# Direction
According to the thread on guardrail theft, how much has the state transportation agency spent on related repairs over the last two years?

Doesn't sound very profitable:

>Over the last two years, the state transportation agency has spent more than $62,000 on repairs related to guardrail theft in the region.

If the full cost of replacement is ~$31k/yr, the scrap value of the stolen guardrails is surely far less. Seems like there wouldn't be enough for even a single thief to make a living.

  • petsfed a day ago

    Cost to repair correctly is almost always a lot higher than the fence value of the material, but more importantly, repair cost is always higher than the labor/tool cost to steal the material. Dunno how long it takes to cut off a 12 foot section of guard rail, but the fence value of that rail only has to be more than $15/hr over the time it takes to find and remove the rail to make it profitable.

    Its the same thing with catalytic converters. The crackhead stealing a catalytic converter from a 2011 prius is interested in the $150-$350 of platinum in the catalytic converter, not the $2200+labor replacement cost of the thing. Considering that its ~20 minutes looking, and ~2 minutes sawing to steal the thing, we should all be so lucky as to make $150-$350 for less than 30 minutes' work.

    • notherhack a day ago

      Is that really how cat theft works- thief gets a couple hundred and it’s smuggled offshore and broken up for raw materials to make new cats? Why can’t the thief sell to a local shop for $1000, to repair maybe the very car it was stolen from? Are cats serialized and tracked?

      When I was in Central America people would steal windshields from cars left outside at night. New replacements were very expensive because of import taxes but you could just go to the nearest shady shop and what do you know, they just happen to have a used one for your car in stock!

      • potato3732842 16 hours ago

        > Why can’t the thief sell to a local shop for $1000, to repair

        Because there are federal laws against selling for re-use and installing used emissions parts[1] and there are federal laws that make the remanufacturing operation you'd need to make "new cats" less profitable than shipping the used stuff overseas and doing it there.

# Given data
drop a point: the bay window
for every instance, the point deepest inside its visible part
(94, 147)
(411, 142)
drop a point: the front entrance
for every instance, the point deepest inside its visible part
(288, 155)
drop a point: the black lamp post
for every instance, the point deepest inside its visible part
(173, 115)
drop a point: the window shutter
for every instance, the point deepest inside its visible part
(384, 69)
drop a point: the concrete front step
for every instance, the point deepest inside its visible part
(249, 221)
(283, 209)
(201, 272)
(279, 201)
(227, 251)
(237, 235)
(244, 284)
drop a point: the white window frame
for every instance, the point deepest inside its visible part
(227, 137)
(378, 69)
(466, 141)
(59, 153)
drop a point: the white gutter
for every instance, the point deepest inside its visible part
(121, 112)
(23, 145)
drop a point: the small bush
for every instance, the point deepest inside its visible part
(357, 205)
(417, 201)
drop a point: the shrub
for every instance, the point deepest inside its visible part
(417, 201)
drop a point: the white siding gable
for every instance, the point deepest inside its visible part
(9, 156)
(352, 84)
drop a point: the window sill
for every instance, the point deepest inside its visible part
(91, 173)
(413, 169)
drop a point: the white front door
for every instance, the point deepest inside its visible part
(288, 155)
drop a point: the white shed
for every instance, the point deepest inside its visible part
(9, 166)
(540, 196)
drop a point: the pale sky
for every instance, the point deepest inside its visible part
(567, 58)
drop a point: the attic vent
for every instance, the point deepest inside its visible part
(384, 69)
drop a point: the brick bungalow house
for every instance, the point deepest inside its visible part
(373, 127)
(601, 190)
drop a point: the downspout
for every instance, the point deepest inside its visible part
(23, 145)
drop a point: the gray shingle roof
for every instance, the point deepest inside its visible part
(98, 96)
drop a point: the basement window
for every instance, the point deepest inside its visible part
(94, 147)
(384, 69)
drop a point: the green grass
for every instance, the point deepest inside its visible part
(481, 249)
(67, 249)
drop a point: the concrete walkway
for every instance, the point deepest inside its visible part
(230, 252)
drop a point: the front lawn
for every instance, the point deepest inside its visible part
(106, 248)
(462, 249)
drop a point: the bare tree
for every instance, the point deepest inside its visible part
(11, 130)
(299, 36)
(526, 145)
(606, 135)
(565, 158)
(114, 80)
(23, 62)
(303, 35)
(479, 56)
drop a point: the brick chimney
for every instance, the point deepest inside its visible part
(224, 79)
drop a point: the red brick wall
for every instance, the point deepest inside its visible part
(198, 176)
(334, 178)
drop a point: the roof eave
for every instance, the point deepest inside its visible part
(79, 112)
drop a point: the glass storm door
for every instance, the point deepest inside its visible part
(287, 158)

# Exercise answer
More than $62,000.